◆ EXERCISE: Please reproduce the following records exactly as they appear.

◆ DATA FOR THIS TASK:
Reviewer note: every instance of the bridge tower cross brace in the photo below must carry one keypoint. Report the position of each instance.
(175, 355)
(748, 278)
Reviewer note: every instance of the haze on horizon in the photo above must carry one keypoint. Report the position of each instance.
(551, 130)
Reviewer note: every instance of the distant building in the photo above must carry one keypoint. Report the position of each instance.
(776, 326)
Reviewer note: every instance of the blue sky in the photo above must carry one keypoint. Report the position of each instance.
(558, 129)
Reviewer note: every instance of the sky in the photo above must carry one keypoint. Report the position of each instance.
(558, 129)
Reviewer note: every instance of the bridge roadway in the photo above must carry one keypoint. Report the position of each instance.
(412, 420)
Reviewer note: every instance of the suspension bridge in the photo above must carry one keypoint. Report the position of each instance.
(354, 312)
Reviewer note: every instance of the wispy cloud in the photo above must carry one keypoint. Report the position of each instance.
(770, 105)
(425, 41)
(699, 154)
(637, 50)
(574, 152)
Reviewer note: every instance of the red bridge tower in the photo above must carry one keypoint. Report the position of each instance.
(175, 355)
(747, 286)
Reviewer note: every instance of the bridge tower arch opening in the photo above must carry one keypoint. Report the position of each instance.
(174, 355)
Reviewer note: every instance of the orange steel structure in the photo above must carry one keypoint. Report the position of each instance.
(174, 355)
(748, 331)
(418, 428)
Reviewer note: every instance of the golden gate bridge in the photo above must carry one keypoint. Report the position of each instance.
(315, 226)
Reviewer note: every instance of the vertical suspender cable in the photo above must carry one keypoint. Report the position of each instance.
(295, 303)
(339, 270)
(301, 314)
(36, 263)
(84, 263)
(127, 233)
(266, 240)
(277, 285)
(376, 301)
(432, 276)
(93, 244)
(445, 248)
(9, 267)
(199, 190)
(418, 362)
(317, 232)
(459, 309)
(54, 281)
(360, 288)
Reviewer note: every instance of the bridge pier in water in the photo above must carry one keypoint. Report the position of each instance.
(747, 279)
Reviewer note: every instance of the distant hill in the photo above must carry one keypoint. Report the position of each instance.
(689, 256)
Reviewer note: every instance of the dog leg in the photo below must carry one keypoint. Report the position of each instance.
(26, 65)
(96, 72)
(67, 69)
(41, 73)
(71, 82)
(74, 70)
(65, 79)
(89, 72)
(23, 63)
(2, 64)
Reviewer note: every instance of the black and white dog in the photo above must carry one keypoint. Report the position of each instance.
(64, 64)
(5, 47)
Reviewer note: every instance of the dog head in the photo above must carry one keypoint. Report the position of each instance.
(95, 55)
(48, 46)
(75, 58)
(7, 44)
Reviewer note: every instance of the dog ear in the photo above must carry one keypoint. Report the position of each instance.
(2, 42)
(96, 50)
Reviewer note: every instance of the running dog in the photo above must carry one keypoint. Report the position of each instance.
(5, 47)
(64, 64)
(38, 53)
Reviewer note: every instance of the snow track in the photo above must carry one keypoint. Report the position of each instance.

◆ ANSWER SECTION:
Reviewer note: every instance of the bridge tower cross brace in the photo below must carry one keypoint. Report the position of each instance.
(175, 355)
(748, 278)
Reviewer note: every instance of the haze on horizon in the photo above must carry one keypoint. Report the position of each instance.
(551, 130)
Reviewer note: every instance of the distant building in the photo above must carry one keypoint. Report the position of each instance.
(776, 326)
Reviewer note: every instance of the blue sky in the photo above must carry one keypoint. Report the position of each instance.
(558, 129)
Reviewer note: every instance of the sky in the photo above must carry one keypoint. Report the position of each instance.
(558, 129)
Reviewer note: every instance of the bridge roadway in the photo above must carry one keypoint. Report the position of each instance.
(412, 420)
Reviewer note: every instance of the suspension bridge in the photo above must carry one keypoint. Report the position of each instance.
(354, 312)
Reviewer note: every instance of the wispy cloud in the photo above must carry one keypoint. Report the position of each instance.
(770, 105)
(425, 41)
(699, 154)
(637, 50)
(574, 152)
Reviewer note: every instance of the red bridge tower in the photo above must carry one keypoint. Report the position of each instance.
(175, 355)
(747, 286)
Reviewer note: every instance of the bridge tower arch opening in the photo above must carry one keypoint. Report the position of each instance.
(174, 355)
Reviewer note: every instance of the orange steel structure in the photo above must carry one keypoint. Report the position of each instance.
(174, 355)
(748, 331)
(418, 428)
Reviewer note: every instance of the golden gate bridge in the photo above must carry one keypoint. Report the position of each instance.
(315, 226)
Reviewer note: every instance of the vertical suspender cable in the photo above must carry one keypoint. Report the position of each instance.
(295, 303)
(339, 270)
(301, 314)
(36, 263)
(84, 263)
(127, 233)
(266, 240)
(277, 285)
(376, 301)
(432, 276)
(93, 244)
(445, 248)
(9, 267)
(199, 190)
(418, 362)
(317, 232)
(459, 309)
(54, 281)
(360, 288)
Reviewer note: every instance of the bridge pier in water in the photo above must carry one keypoint. Report the position of each instance.
(747, 279)
Reviewer note: every instance of the distant hill in the photo above must carry one keypoint. Report the position of each instance.
(689, 256)
Reviewer note: every instance of the dog leg in the photo below must carry one keypoint. Report the position of each instance.
(26, 65)
(96, 72)
(67, 69)
(41, 73)
(71, 82)
(74, 70)
(65, 79)
(89, 72)
(23, 63)
(2, 64)
Reviewer note: every instance of the black and white dog in the photo above must carry one keypoint. Report the position of each instance.
(64, 64)
(5, 47)
Reviewer note: every instance of the dog head in the photo above must carry one keypoint. Report the position of each instance.
(95, 55)
(48, 46)
(75, 58)
(7, 44)
Reviewer note: every instance of the dog ear in the photo above must carry one keypoint. Report the position of each instance.
(2, 42)
(96, 50)
Reviewer note: every instance of the running dog in the photo above must carry one keypoint. Report the position of each instance.
(5, 47)
(64, 64)
(38, 53)
Reviewer note: every instance of the snow track in the photo above must carry one keypoint. Report the position of each instance.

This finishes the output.